[Start of DATASET EXCERPTS]

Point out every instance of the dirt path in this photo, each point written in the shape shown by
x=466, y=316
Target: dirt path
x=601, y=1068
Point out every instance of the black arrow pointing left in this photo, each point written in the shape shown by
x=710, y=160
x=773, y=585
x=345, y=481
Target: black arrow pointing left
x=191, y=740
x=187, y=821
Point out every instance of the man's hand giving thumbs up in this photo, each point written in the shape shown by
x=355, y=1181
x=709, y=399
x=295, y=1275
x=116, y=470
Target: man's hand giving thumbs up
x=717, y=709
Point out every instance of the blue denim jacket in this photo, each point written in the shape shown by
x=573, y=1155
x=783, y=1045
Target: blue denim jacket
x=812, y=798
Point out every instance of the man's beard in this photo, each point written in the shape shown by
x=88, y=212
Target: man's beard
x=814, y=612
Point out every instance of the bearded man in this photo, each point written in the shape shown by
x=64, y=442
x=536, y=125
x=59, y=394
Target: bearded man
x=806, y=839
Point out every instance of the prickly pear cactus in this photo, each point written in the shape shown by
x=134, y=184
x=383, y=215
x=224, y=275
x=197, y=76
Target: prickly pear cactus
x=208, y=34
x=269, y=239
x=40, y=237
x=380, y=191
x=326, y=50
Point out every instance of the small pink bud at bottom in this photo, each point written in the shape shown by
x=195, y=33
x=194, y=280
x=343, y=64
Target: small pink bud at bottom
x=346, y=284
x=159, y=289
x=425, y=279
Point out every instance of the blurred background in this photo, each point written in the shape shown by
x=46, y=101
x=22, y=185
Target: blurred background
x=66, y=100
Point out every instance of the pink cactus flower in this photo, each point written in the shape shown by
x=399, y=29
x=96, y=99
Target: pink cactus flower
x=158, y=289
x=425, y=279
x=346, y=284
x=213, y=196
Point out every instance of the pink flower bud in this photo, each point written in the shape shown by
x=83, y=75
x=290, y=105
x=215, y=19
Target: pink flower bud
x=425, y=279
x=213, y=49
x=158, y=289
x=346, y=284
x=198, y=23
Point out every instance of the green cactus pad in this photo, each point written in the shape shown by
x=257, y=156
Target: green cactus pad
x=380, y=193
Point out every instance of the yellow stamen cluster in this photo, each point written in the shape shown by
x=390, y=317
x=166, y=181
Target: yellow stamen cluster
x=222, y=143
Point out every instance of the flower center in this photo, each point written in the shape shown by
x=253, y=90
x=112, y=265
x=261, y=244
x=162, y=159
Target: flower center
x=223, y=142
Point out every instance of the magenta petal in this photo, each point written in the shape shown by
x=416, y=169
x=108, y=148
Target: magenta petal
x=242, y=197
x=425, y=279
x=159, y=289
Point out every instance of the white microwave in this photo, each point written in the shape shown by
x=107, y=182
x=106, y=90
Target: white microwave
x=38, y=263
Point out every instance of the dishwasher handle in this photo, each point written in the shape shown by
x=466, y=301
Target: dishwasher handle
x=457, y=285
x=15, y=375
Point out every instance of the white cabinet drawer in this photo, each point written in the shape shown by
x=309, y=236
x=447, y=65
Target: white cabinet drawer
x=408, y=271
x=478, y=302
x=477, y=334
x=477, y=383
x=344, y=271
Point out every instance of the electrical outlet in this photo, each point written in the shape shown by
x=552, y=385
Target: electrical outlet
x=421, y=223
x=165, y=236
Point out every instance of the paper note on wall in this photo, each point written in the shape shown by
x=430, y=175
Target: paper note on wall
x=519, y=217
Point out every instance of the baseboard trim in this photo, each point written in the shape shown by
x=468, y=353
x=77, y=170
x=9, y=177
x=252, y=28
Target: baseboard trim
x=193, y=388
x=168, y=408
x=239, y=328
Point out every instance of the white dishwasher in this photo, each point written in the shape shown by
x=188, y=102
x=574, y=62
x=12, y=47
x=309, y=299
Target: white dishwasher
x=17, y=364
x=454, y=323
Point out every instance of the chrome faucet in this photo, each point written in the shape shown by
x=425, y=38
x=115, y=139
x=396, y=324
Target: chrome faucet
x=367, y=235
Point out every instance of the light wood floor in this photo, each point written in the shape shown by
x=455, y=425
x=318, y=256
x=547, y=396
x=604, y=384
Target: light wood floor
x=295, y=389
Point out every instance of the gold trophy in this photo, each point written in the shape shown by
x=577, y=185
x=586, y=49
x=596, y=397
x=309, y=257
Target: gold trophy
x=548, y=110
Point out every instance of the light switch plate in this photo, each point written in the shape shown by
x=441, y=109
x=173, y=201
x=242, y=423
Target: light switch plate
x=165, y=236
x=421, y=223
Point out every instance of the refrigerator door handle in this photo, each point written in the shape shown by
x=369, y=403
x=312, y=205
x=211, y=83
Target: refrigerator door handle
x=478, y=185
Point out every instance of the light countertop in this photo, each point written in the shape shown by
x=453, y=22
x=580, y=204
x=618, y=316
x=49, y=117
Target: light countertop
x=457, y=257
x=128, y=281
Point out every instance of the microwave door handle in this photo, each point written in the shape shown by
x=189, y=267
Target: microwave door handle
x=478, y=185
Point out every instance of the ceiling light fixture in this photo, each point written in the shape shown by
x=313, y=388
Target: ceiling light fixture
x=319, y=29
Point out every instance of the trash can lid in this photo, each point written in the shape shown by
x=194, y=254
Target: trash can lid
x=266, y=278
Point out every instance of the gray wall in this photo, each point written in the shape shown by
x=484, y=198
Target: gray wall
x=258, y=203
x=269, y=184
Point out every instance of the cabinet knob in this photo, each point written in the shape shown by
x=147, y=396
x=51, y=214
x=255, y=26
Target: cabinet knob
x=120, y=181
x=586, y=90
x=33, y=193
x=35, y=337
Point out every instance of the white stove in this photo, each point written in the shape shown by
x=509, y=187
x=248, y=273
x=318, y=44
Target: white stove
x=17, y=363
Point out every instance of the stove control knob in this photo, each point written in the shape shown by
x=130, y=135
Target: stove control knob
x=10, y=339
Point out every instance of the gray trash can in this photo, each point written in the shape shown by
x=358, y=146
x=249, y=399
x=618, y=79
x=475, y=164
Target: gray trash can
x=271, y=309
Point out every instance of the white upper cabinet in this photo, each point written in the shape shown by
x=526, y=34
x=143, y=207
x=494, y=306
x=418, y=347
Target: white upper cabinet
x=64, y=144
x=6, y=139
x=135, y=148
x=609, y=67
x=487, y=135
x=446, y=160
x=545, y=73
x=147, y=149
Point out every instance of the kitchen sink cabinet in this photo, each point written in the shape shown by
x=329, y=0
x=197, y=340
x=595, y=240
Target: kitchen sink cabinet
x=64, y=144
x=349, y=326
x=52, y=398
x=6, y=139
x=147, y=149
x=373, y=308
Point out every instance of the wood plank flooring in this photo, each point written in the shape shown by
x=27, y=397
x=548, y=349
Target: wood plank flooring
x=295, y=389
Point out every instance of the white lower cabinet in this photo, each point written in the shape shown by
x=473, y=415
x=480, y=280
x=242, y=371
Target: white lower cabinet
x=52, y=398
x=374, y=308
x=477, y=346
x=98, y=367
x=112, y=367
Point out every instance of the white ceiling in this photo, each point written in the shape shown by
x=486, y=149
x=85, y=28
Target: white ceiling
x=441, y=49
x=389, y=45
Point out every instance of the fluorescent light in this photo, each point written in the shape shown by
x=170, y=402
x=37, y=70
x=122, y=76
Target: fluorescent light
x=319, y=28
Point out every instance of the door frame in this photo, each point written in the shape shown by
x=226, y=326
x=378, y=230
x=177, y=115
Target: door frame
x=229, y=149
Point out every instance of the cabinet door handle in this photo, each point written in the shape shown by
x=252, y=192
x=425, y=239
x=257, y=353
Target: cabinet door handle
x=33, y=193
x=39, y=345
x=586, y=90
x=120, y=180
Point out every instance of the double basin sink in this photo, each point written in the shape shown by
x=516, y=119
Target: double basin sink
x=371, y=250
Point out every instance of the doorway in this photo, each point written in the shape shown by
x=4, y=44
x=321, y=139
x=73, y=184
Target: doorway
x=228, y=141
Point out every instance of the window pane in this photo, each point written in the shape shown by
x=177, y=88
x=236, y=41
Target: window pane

[End of DATASET EXCERPTS]

STATED TASK: Copy out word for word everything from the first of the lines above down to the line containing "x=806, y=839", with both of those lines included.

TASK SOLUTION:
Point out every instance of the dirt path in this photo, each point written in the shape shown by
x=466, y=316
Target: dirt path
x=601, y=1068
Point out every instance of the black arrow pointing left in this photo, each point written in the shape shown by
x=710, y=160
x=773, y=585
x=345, y=481
Target: black arrow pointing left
x=191, y=740
x=187, y=821
Point out every instance of the man's hand giving thumbs up in this photo, each point written in the shape shown by
x=355, y=1181
x=709, y=399
x=295, y=1275
x=116, y=470
Target: man's hand giving thumbs up
x=717, y=709
Point out every instance of the blue denim jacket in this photo, each point written in the shape shown by
x=573, y=1155
x=783, y=1045
Target: blue denim jacket
x=812, y=798
Point out every instance of the man's beard in this photo, each point written in the shape shown by
x=88, y=212
Target: man's beard
x=814, y=612
Point out every instance of the bearded man in this photo, each point written in the shape shown by
x=64, y=442
x=536, y=125
x=59, y=394
Target: bearded man
x=806, y=839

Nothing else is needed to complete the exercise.